**OBJECTIVE**
Identify the line that contains "TARGET = person's hand" in the material. Output it and every line after it, unchanged, through the end.

**RECORDED DATA**
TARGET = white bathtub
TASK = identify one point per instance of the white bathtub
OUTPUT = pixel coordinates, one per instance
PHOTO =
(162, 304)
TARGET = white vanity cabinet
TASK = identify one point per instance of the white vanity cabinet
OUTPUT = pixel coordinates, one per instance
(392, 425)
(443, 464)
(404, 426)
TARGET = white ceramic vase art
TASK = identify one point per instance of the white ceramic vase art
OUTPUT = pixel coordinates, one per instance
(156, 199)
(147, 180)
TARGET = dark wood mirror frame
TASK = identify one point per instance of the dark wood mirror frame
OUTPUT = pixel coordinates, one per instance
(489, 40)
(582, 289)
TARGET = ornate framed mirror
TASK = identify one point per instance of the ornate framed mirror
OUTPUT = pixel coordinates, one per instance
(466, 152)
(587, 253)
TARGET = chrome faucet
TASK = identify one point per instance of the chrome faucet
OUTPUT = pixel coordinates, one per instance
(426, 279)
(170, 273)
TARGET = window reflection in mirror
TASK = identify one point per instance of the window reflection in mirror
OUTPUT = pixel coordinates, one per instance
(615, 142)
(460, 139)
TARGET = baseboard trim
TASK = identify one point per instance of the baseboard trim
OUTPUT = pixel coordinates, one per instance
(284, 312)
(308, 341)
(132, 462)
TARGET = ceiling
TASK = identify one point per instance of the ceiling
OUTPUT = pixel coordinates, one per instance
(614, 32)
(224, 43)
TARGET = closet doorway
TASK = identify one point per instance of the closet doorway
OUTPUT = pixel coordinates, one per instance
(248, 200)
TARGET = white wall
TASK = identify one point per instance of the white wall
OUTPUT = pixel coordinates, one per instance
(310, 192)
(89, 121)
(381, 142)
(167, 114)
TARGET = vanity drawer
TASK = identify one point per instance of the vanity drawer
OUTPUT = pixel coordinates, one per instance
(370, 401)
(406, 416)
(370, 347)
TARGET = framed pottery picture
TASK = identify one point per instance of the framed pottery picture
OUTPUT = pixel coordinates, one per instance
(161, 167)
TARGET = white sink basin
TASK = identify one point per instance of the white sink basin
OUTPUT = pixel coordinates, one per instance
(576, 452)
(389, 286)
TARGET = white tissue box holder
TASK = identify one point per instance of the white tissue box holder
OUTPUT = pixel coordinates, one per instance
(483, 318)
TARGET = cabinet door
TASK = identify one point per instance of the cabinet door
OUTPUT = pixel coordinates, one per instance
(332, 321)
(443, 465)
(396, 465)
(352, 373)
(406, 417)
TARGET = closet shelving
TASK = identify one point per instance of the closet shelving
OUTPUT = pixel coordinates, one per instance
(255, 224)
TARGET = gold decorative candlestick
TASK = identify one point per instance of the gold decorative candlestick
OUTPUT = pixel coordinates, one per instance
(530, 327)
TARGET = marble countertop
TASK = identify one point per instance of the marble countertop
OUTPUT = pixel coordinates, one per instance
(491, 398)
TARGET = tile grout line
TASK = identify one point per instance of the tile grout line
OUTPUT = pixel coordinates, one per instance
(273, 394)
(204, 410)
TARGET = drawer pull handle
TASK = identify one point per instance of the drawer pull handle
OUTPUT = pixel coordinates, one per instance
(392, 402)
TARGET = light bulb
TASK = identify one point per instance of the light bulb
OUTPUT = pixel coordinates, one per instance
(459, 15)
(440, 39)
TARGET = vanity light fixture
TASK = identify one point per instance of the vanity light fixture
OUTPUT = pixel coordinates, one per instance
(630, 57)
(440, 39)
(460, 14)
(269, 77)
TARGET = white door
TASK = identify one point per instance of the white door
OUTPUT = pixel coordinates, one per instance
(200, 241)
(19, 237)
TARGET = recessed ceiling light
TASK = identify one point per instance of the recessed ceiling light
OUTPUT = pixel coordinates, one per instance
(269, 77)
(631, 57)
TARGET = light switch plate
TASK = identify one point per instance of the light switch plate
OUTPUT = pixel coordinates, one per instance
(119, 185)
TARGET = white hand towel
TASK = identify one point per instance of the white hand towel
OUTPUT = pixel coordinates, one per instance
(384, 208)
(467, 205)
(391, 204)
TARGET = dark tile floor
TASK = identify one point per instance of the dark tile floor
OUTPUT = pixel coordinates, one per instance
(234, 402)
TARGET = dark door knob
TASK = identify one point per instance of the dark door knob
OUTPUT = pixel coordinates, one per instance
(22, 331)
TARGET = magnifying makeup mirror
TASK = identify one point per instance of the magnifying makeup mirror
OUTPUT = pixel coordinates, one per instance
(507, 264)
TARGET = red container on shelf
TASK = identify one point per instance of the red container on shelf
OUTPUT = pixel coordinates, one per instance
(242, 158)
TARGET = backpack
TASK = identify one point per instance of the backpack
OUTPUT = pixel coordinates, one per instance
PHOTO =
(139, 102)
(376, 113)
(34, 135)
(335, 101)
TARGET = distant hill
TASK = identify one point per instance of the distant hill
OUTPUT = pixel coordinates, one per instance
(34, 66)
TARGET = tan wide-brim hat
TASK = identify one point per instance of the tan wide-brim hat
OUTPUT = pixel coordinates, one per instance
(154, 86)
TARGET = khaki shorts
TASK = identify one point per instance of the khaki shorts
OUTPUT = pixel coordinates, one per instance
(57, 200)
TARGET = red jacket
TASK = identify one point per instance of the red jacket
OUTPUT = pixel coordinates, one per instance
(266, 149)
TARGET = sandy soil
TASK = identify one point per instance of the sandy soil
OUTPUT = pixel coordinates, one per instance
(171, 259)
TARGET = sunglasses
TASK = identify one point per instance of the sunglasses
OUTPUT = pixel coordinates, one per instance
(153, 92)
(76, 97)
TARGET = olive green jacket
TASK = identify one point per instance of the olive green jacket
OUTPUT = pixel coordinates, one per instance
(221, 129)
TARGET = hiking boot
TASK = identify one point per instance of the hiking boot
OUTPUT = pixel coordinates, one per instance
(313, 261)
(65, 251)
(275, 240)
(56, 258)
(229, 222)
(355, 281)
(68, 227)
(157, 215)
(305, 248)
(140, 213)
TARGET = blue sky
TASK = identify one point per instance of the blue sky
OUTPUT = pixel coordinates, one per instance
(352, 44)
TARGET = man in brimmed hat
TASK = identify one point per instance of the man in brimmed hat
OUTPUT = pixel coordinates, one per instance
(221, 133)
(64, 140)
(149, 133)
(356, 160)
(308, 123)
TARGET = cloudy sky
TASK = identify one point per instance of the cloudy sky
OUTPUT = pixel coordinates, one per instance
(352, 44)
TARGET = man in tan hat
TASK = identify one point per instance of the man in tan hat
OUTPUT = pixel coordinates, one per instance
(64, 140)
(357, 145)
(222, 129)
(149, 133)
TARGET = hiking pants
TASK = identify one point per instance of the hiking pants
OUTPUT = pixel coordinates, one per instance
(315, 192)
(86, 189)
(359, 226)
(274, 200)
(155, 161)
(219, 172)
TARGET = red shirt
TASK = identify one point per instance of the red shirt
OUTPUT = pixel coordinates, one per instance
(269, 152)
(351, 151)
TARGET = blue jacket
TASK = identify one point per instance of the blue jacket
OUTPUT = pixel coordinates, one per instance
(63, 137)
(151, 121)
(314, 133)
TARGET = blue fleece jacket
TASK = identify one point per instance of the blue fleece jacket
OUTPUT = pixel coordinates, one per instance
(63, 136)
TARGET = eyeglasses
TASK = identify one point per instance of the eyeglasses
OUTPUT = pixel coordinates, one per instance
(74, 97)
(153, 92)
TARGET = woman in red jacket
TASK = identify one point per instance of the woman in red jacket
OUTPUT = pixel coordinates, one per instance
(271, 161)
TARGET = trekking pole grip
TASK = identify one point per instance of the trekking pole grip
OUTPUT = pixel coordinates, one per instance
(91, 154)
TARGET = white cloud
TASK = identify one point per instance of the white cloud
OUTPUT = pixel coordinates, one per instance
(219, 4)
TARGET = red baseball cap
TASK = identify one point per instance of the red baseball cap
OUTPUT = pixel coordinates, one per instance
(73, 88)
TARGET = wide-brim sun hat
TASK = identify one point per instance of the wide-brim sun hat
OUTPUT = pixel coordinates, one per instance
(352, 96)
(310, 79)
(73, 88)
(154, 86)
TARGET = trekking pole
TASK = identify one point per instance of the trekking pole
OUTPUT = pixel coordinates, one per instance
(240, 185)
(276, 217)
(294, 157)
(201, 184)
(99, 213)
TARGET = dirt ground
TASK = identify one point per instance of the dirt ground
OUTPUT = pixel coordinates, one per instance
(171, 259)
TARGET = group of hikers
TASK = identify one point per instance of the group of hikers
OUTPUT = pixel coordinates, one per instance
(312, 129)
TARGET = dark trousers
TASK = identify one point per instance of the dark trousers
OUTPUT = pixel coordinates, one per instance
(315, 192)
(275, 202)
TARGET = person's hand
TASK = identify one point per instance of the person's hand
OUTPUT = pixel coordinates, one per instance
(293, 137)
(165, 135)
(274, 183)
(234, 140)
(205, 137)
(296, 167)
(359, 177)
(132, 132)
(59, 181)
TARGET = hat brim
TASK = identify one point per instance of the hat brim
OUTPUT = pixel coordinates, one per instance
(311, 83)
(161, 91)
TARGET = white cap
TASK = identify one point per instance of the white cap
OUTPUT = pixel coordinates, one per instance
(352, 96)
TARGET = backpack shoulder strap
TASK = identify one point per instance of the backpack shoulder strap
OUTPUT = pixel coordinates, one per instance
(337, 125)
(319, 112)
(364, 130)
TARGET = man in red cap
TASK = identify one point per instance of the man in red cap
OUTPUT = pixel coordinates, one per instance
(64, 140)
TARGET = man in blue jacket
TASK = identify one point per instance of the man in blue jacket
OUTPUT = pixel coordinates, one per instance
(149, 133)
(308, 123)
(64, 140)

**EXERCISE ANSWER**
TARGET = person's hand
TASK = identify one point per instance of the person's hand
OUTPUT = pixel coordinates, one per instance
(293, 137)
(165, 135)
(274, 183)
(234, 140)
(205, 137)
(296, 167)
(359, 177)
(132, 132)
(59, 181)
TARGET = hat brim
TASK = identify one point per instance of the hat brim
OUTPUT = pixel coordinates, one per instance
(311, 83)
(161, 91)
TARGET = white cap
TASK = identify one point per instance of the white cap
OUTPUT = pixel coordinates, one per instance
(352, 96)
TARGET = backpack shoulder strap
TASK = identify one point per instance of the backpack shoulder strap
OUTPUT = pixel coordinates, one per instance
(337, 125)
(319, 112)
(364, 130)
TARGET = man in red cap
TASK = identify one point per instance of the man in red cap
OUTPUT = pixel coordinates, one per instance
(64, 140)
TARGET = man in blue jacket
TASK = identify one point per instance of the man in blue jacket
OUTPUT = pixel coordinates, one per instance
(149, 133)
(308, 123)
(64, 140)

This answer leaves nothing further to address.